Te maken opdracht -
Neem de onderstaande lijst alstublieft letterlijk over, van de eerste tot en met de laatste regel.

>>>>>

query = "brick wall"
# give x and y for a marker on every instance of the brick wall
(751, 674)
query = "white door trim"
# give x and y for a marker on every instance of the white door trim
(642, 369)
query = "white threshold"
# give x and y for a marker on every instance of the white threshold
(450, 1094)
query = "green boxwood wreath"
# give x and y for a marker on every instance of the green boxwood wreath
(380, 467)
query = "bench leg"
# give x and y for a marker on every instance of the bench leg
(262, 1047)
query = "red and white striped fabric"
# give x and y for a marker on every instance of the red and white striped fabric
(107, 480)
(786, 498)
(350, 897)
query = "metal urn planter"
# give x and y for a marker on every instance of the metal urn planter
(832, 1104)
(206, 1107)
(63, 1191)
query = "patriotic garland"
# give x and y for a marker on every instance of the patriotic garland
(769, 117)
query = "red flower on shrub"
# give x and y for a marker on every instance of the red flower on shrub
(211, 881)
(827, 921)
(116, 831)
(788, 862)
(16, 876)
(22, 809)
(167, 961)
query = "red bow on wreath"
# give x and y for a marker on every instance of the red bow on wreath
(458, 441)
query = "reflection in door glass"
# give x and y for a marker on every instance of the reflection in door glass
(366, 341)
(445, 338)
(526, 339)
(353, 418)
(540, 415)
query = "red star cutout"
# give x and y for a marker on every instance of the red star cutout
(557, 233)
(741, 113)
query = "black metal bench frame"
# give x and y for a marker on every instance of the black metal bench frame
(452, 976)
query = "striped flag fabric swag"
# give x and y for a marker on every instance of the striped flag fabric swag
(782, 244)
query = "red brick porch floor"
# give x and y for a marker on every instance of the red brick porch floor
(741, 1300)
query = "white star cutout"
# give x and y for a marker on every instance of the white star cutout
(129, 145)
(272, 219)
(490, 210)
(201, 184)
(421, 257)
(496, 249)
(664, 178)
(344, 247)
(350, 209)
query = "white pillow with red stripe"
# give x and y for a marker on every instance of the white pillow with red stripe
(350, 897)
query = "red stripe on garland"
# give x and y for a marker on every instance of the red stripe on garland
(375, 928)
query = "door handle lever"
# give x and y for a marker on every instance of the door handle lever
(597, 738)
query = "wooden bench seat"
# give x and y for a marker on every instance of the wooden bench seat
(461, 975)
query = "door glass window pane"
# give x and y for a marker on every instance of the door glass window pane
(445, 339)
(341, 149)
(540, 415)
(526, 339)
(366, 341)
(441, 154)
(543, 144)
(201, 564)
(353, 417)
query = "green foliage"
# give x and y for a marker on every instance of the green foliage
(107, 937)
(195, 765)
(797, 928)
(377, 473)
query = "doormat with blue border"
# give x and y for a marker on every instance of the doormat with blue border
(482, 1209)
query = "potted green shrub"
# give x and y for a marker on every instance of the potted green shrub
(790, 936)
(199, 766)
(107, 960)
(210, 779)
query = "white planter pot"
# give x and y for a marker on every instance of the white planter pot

<<<<<

Uitwerking opdracht -
query = "brick wall"
# give x and y for a marker on every instance of the brick wall
(751, 674)
query = "white door trim"
# give x and y for a marker on every instance of the white door trim
(642, 369)
query = "white threshold"
# give x and y for a marker on every instance of the white threshold
(450, 1094)
query = "green boxwood wreath"
# give x and y for a marker on every instance of the green boxwood wreath
(380, 467)
query = "bench leg"
# give x and y for a marker on every instance of the bench leg
(262, 1047)
query = "red and white striped fabric"
# give x and y for a marker on every instance of the red and white striped fabric
(107, 480)
(786, 498)
(350, 897)
query = "metal urn planter"
# give x and y for a marker on every instance of the metal urn planter
(832, 1104)
(206, 1107)
(63, 1191)
query = "patriotic garland"
# give x and y for a marker on every instance of the patriotic garland
(769, 117)
query = "red flower on shrub"
# give x and y for a marker on every instance of the red flower on shrub
(211, 881)
(827, 921)
(116, 831)
(788, 862)
(16, 876)
(22, 809)
(167, 961)
query = "red bow on wreath"
# give x and y for a marker on every instance of the red bow on wreath
(458, 441)
query = "reflection in door glass"
# give x and y for a marker on every instance of the reflection in door glass
(366, 341)
(445, 338)
(526, 339)
(353, 418)
(540, 415)
query = "red star cutout"
# give x and y for a marker on every instance of the red star cutout
(557, 233)
(741, 113)
query = "black metal bench frame"
# give x and y for a marker on every instance of the black metal bench frame
(452, 976)
query = "striped flag fabric swag"
# give x and y for a marker on every instance of the striped flag fabric swag
(782, 244)
query = "red brick porch floor"
# give x and y for a marker on every instance of the red brick porch floor
(741, 1300)
query = "white star cutout"
# give x and y for a marker on every instance of the white star cutout
(129, 145)
(272, 219)
(490, 210)
(201, 184)
(421, 257)
(496, 249)
(664, 178)
(344, 247)
(350, 209)
query = "white pillow with red stripe"
# give x and y for a marker on every instance of the white pillow with red stripe
(350, 897)
query = "red stripe on garland"
# give x and y for a marker on every instance of the red stripe on garland
(375, 928)
query = "door handle lever"
# give x and y for a marker on every instance of the door handle lever
(597, 738)
query = "wooden bench seat"
# give x and y for a marker on every instance of the wooden bench seat
(461, 975)
query = "door glass window pane"
# give x and y for a marker on every instance of the door glass window pane
(445, 339)
(341, 149)
(540, 415)
(526, 339)
(366, 341)
(441, 154)
(543, 144)
(201, 564)
(353, 417)
query = "green foliage"
# give x and y for a marker on every instance of the green foliage
(107, 937)
(195, 765)
(797, 928)
(377, 473)
query = "doormat with blue border"
# give x and y for a marker on every instance of the doormat with blue border
(482, 1209)
query = "potted green shrub"
# give x and y for a marker on every instance of the potted green shrub
(790, 936)
(199, 766)
(107, 960)
(210, 779)
query = "white planter pot"
# give x and y for a marker on every instance of the white planter pot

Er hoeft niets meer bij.